* TEXT EXTRACT *
Start

RAG search that contains all HN comments since 2023

https://hn.fiodorov.es

I treat it more like a homework exercise for a Coursera course but I like the result.

afiodorov · 2025-09-23T21:44:24 1758663864

> It was uncomfortable at first. I had to learn to let go of reading every line of PR code. I still read the tests pretty carefully, but the specs became our source of truth for what was being built and why.

This is exactly right. Our role is shifting from writing implementation details to defining and verifying behavior.

I recently needed to add recursive uploads to a complex S3-to-SFTP Python operator that had a dozen path manipulation flags. My process was:

* Extract the existing behavior into a clear spec (i.e., get the unit tests passing).

* Expand that spec to cover the new recursive functionality.

* Hand the problem and the tests to a coding agent.

I quickly realized I didn't need to understand the old code at all. My entire focus was on whether the new code was faithful to the spec. This is the future: our value will be in demonstrating correctness through verification, while the code itself becomes an implementation detail handled by an agent.

lunarcave · 2025-09-23T22:36:15 1758666975

> Our role is shifting from writing implementation details to defining and verifying behavior.

End

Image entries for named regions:
Start

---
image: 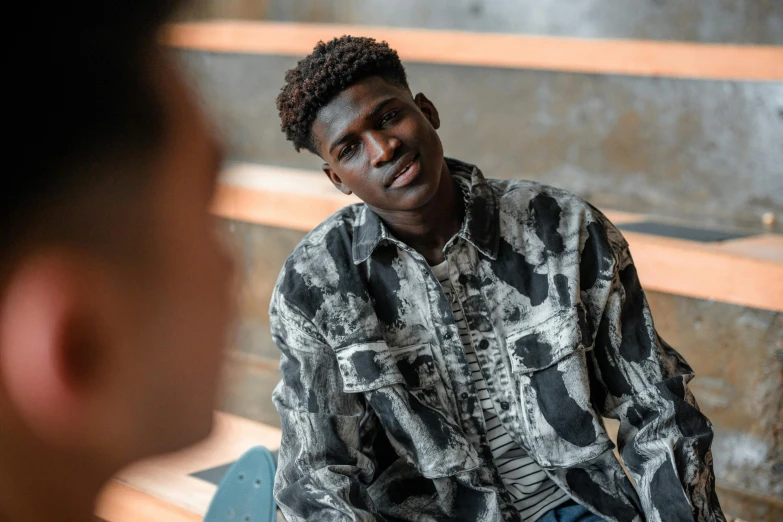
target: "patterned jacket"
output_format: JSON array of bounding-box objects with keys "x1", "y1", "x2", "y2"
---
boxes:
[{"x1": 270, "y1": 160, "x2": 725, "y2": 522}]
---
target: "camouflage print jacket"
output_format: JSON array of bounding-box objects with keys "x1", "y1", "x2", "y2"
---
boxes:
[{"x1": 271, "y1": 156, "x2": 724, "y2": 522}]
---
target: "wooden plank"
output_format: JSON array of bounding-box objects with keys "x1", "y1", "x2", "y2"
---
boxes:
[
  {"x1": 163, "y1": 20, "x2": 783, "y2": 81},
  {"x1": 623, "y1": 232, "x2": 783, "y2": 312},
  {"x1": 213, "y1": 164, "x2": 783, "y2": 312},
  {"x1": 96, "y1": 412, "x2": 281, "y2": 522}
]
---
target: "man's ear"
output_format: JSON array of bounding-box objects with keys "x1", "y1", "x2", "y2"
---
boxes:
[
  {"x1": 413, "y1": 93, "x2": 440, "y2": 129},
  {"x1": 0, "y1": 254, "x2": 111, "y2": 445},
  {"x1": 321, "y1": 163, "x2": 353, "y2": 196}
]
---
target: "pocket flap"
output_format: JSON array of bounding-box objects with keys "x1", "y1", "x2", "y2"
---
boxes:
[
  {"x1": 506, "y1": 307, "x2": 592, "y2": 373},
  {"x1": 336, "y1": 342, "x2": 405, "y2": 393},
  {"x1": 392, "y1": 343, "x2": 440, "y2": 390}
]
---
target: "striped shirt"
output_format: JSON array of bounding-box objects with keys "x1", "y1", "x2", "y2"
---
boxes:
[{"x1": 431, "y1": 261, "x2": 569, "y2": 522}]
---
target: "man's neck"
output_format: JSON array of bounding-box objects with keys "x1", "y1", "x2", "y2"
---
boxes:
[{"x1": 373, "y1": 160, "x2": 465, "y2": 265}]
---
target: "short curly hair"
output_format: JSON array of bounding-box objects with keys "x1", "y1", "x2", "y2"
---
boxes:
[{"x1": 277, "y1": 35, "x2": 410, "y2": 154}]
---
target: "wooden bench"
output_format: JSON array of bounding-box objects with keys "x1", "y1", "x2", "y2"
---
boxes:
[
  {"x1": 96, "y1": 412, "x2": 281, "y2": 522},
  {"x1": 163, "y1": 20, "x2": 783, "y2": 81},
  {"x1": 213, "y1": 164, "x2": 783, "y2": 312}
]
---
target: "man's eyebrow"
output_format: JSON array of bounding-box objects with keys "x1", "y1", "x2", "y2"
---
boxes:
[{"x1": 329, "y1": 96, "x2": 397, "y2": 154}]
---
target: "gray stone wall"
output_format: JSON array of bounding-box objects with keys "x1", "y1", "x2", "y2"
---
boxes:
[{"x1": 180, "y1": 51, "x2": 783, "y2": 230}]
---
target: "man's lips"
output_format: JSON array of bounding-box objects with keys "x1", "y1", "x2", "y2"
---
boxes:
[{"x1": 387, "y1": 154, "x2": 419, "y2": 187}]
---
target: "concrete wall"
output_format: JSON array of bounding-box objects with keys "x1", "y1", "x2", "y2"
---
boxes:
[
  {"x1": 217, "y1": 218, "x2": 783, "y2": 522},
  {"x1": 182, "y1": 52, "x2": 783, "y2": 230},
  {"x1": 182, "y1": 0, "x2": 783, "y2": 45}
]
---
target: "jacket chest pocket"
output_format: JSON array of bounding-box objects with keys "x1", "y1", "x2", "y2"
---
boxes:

End

* PARTS OF THE EXERCISE *
(A) Pick out every line of the records that contains the string "wooden", treating uppercase and lowercase as different.
(B) Go on with the Hacker News thread about specs and coding agents, starting right after its last line.
The text and the records come from unrelated sources.

* EXPECTED ANSWERS *
(A)
target: "wooden plank"
target: "wooden bench"

(B)
I could argue that our main job was always that - defining and verifying behavior. As in, it was a large part of the job. Time spent on writing implementation details have always been on a downward trend via higher level languages, compilers and other abstractions.

PUSH_AX · 2025-09-24T08:59:29 1758704369

Tell that to all the engineers that want to argue over minutia for days in a PR

nine_k · 2025-09-23T21:53:19 1758664399

> My entire focus was on whether the new code was faithful to the spec

This may be true, but see Postel's Law, that says that the observed behavior of a heavily-used system becomes its public interface and specification, with all its quirks and implementation errors. It may be important to keep testing that the clients using the code are also faithful to the spec, and detect and handle discrepancies.

patrickmay · 2025-09-23T22:15:42 1758665742

I believe that's Hyrum's Law.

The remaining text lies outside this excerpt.